For the material below, return exactly the lines starting at the line containing "x=444, y=394" and ending at the line containing "x=527, y=207", both ends included, and no others.

-------- Dataset excerpts --------

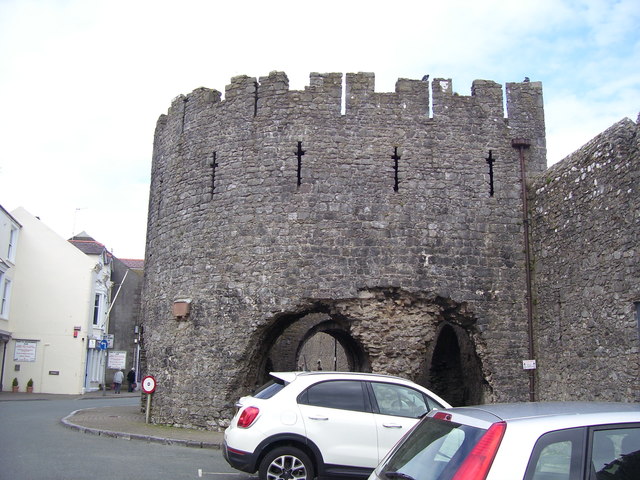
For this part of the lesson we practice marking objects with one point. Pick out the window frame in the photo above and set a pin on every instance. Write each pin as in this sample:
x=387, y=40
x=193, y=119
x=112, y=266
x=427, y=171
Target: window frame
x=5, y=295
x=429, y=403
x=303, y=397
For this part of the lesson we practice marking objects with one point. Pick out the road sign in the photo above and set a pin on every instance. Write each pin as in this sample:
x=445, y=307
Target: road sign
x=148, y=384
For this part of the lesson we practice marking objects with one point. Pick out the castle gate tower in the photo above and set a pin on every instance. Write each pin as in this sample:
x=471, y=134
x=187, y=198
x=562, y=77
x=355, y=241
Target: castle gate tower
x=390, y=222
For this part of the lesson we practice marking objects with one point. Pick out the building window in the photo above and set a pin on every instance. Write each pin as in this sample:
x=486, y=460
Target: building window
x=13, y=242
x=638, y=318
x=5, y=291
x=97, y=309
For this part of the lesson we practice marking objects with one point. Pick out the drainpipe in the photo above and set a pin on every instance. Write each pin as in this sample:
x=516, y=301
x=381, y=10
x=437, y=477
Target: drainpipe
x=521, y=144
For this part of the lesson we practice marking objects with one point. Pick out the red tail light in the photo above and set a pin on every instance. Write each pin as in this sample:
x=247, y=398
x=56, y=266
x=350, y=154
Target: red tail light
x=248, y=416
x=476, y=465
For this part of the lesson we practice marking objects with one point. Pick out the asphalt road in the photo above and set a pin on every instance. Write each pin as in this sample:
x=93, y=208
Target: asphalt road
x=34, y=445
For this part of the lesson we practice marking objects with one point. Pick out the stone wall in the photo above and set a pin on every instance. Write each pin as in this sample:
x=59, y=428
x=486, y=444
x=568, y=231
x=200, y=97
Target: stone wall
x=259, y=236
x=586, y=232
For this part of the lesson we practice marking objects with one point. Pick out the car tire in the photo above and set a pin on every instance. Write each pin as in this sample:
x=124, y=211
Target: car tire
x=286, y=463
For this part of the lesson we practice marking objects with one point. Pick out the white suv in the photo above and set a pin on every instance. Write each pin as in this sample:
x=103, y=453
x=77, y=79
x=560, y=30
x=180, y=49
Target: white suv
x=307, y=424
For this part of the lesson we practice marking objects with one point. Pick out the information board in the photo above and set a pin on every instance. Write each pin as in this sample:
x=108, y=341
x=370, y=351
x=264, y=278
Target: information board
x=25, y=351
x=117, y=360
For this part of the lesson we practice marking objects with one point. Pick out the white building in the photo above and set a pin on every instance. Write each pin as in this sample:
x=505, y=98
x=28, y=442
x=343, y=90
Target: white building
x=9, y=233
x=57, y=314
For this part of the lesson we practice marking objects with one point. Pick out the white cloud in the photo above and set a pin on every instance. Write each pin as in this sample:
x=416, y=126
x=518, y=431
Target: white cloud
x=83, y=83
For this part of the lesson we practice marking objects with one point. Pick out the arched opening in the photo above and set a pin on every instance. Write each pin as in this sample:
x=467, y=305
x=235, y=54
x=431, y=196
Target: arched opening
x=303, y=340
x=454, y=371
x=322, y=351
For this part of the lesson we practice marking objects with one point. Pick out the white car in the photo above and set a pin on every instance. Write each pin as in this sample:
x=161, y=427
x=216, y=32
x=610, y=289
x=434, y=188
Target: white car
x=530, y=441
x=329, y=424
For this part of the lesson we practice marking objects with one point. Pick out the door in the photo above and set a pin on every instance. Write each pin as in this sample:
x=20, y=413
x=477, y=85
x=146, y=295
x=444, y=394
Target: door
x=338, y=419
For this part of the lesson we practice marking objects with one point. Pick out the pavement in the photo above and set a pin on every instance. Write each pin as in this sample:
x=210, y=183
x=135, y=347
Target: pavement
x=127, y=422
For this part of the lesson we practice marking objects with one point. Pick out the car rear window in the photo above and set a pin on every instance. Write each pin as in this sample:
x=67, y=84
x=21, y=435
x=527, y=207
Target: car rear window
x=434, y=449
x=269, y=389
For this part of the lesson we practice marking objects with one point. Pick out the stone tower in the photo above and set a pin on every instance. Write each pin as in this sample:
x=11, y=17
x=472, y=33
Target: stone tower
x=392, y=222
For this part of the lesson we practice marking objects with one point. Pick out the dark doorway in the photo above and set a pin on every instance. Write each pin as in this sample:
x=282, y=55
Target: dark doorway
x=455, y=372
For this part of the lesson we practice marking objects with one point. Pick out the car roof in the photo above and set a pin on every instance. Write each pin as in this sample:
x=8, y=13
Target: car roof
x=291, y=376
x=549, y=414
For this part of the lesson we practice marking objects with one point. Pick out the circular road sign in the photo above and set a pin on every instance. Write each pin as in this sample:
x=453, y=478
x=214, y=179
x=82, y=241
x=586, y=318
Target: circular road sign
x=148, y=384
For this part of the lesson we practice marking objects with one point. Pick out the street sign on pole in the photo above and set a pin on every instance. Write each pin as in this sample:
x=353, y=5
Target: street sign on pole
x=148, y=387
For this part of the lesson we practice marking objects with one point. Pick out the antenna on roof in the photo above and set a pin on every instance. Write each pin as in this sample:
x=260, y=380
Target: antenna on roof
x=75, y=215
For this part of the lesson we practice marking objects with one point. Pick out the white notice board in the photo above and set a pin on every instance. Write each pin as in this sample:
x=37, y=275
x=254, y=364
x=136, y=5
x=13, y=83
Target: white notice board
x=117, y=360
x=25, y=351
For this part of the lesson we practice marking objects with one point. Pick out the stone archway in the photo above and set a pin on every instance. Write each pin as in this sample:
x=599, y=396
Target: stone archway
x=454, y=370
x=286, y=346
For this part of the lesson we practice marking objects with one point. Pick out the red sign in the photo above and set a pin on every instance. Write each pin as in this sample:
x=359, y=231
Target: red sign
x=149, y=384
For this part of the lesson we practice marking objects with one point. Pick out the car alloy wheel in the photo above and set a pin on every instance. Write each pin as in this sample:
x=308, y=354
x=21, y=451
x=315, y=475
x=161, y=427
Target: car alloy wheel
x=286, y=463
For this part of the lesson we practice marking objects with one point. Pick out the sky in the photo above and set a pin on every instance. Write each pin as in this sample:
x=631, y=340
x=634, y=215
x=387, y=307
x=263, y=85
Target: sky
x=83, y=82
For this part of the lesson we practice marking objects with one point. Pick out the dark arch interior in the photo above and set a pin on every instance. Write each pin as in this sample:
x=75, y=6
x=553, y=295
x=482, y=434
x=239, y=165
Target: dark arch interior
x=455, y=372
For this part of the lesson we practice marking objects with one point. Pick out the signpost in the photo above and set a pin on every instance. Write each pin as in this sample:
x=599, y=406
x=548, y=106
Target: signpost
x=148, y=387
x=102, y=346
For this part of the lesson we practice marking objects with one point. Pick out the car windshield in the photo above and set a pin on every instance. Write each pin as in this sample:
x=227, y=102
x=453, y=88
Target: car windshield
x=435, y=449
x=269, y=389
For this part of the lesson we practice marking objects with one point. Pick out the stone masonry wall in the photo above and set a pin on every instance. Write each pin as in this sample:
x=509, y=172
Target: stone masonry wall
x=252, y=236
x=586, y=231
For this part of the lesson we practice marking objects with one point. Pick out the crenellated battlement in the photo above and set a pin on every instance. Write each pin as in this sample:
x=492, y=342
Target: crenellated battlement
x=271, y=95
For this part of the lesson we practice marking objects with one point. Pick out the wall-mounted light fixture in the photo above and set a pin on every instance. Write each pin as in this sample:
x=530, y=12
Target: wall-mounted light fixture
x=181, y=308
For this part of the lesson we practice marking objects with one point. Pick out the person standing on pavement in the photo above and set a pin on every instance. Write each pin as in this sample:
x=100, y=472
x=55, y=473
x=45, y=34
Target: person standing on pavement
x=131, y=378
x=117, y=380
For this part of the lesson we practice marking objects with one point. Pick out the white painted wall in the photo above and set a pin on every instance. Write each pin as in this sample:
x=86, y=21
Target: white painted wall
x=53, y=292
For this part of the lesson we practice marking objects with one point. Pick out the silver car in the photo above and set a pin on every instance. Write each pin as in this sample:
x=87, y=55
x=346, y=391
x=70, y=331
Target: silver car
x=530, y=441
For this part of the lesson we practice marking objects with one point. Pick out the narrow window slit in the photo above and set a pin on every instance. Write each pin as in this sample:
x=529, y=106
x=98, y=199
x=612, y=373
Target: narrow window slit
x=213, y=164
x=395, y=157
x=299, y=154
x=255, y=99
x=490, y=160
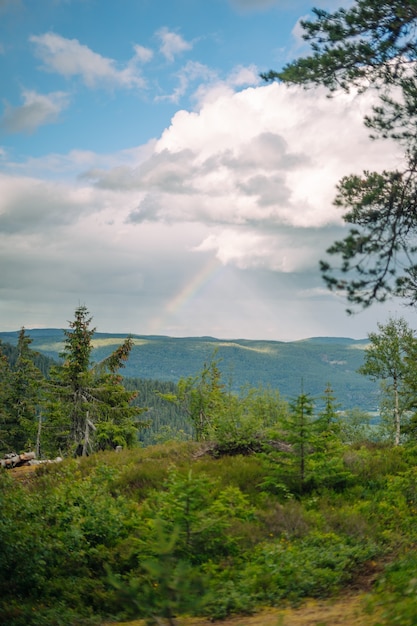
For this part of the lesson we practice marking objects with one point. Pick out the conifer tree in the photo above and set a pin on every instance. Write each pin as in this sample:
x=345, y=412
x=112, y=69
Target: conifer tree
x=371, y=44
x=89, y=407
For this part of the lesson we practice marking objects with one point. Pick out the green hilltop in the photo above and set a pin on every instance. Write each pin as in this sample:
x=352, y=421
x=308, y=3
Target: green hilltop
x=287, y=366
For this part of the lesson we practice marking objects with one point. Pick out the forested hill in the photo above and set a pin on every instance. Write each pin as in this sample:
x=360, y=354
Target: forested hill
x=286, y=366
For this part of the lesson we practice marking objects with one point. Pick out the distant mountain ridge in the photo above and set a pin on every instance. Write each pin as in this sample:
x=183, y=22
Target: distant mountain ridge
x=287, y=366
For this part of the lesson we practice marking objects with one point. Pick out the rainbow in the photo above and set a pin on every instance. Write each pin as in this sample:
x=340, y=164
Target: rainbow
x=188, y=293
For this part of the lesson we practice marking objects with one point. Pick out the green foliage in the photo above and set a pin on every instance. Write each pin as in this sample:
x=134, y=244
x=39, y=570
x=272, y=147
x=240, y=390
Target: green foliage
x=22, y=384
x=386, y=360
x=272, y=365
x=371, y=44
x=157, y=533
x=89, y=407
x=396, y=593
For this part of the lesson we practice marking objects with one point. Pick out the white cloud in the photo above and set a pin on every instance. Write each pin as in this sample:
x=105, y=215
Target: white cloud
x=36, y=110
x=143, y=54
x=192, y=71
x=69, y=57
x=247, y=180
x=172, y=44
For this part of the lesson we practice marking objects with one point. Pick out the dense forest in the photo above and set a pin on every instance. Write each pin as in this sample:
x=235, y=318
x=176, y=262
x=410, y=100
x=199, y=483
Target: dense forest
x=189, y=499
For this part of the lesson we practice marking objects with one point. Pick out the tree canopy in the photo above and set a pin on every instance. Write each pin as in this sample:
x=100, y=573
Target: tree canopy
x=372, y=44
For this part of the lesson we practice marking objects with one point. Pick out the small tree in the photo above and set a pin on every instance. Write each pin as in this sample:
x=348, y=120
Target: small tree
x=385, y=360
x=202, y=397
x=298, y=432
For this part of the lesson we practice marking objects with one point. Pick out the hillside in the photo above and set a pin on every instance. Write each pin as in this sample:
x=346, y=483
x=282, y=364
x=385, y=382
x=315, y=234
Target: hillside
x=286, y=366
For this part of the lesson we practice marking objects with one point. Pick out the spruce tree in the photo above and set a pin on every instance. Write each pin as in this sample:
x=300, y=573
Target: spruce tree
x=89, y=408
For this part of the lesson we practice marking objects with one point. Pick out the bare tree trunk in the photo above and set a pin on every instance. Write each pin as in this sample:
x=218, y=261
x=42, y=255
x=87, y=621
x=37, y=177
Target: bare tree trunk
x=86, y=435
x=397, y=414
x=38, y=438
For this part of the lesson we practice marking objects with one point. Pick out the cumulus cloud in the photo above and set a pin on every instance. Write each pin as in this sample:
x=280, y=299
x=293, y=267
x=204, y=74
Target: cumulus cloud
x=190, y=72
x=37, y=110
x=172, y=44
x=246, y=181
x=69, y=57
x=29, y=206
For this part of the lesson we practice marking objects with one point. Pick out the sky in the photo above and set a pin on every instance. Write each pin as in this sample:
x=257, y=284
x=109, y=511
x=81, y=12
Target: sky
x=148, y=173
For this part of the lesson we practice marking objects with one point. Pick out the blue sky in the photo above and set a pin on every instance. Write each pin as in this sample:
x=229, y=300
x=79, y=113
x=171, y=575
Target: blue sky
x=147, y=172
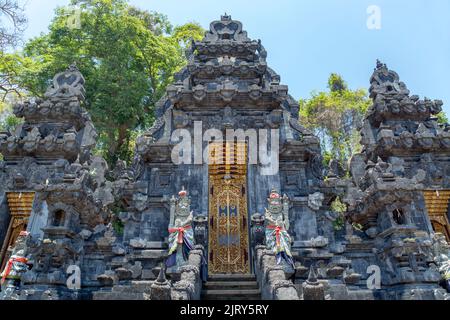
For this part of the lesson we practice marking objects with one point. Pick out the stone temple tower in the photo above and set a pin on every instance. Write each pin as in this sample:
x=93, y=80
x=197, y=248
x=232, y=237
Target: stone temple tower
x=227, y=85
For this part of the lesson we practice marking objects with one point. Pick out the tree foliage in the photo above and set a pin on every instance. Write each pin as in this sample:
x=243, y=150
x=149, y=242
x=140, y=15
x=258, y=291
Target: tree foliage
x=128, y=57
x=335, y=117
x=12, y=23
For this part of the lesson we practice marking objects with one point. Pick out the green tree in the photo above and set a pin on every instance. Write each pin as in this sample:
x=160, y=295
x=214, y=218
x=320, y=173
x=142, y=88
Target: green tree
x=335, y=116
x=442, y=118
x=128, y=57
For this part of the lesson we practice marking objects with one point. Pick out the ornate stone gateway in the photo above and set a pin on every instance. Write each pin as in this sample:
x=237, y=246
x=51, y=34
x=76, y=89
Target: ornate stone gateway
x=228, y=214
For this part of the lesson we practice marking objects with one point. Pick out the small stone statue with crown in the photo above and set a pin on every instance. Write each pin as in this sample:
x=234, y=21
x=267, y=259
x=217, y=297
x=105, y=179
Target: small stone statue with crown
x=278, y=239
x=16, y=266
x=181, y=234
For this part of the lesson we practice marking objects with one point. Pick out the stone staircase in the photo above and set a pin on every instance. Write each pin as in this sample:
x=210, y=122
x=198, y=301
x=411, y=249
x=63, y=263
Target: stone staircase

--------

### Response to this task
x=444, y=394
Target: door
x=338, y=419
For this part of the lesson we practice marking objects with one point. Pick out the pavement in the photo above and set a pin on every instance. Write each pin as in this sample:
x=210, y=183
x=135, y=347
Target: pavement
x=127, y=422
For this part of the lesson we practice marking objects with one point. Pick out the car rear window in the photo above and set a pin on every instance. Write each pin as in this sample:
x=67, y=84
x=21, y=435
x=527, y=207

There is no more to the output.